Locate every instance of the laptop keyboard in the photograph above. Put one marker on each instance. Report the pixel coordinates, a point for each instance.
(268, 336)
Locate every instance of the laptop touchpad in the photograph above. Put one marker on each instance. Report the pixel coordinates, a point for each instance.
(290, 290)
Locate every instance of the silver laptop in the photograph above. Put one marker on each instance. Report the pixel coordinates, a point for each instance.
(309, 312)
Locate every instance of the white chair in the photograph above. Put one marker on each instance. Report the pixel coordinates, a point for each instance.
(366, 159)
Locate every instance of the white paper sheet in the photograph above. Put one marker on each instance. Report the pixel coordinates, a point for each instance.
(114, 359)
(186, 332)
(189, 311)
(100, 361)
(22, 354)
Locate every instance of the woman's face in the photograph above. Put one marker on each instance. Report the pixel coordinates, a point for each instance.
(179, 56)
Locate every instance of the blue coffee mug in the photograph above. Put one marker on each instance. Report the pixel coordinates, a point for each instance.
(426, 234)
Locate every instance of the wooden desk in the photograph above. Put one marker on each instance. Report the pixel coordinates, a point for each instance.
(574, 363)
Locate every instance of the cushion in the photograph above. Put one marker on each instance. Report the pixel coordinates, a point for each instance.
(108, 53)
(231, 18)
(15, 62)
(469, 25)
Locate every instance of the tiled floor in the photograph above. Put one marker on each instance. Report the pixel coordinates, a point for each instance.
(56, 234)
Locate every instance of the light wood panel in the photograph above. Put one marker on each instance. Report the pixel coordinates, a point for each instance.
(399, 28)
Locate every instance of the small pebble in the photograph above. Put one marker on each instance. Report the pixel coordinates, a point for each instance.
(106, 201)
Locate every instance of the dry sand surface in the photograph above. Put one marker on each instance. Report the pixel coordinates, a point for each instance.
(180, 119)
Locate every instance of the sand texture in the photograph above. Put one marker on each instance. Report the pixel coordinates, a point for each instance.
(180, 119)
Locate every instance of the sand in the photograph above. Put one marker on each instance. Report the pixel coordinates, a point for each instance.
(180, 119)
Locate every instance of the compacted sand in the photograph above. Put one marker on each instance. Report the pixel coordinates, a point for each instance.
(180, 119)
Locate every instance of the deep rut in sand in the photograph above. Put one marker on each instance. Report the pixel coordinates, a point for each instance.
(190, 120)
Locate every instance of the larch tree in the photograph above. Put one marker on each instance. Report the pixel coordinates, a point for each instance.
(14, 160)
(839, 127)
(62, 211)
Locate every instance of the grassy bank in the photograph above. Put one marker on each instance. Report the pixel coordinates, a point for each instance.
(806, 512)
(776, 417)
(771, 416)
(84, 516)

- Set problem: Reproduce the listing above verbatim, from first line to last.

- Worked solution:
Locate every instance of the laptop keyboard in the photograph above. Put one marker on each instance. Report the pixel coordinates, a point for each instance.
(268, 336)
Locate every instance of the laptop touchpad in the photograph above. Put one marker on each instance. Report the pixel coordinates, a point for each instance.
(290, 290)
Locate every instance of the silver laptop in the photograph above. Put one marker on each instance. Report the pixel coordinates, a point for each instance.
(309, 312)
Locate every instance of the white chair in the photograph above. Put one marker on each instance. Report the pixel coordinates, a point for each instance.
(366, 159)
Locate every instance of the white paper sheet in the photograph above. Put one marker on each instance. Report the pixel coordinates, a point for each instance.
(114, 359)
(186, 332)
(189, 311)
(100, 361)
(22, 354)
Locate every instance of the woman's face in the photograph above. Put one marker on each instance. Report the pixel coordinates, a point for each instance.
(179, 56)
Locate every instance of the blue coffee mug in the photograph above. Put one marker on each instance. Report the pixel coordinates, a point for each instance.
(426, 234)
Locate every instance of the wooden desk in the photograph above. Put one marker on each instance. Report the pixel coordinates, a point for each instance.
(574, 363)
Locate every instance of the cushion in the photograph above. Put one marker on each instance. Report the pixel coordinates, a point for each instance.
(108, 53)
(231, 18)
(15, 62)
(469, 25)
Locate every instance of the tiled floor in the photograph above. Put one marker on each instance. Report the pixel coordinates, a point for each instance.
(56, 234)
Locate every instance of the light wood panel in the photograph above. Put one marker on each instance. Report the pixel coordinates, a point for each instance.
(399, 28)
Locate every instance of the small pebble in the photograph above. Put one marker on each instance. Report the pixel coordinates, a point for each instance.
(106, 201)
Locate every instance of the dry sand surface in the photograph above. Put one marker on each instance. Report the pixel coordinates, a point for each instance.
(180, 119)
Locate every instance of the sand texture in the photograph above. Put one marker on each instance. Report the pixel coordinates, a point for each instance.
(180, 119)
Locate every instance of the sand in the photograph above. Put one marker on each instance. Report the pixel coordinates, a point for each instance.
(180, 119)
Locate every instance of the compacted sand in the photograph above. Put one marker on each instance. Report the pixel coordinates, a point for each instance.
(180, 119)
Locate every instance of the deep rut in sand in the photograph above. Put one marker on each instance. Report the pixel coordinates, a point for each instance.
(190, 120)
Locate every instance of the larch tree in the photograph above. Put one marker on each instance. Report the pixel coordinates, a point for each instance.
(14, 160)
(839, 127)
(62, 211)
Locate every instance of the grassy bank in the photograph above. Put one marker on each instance. Report the pixel coordinates, a point for each instance.
(806, 512)
(776, 417)
(771, 416)
(84, 516)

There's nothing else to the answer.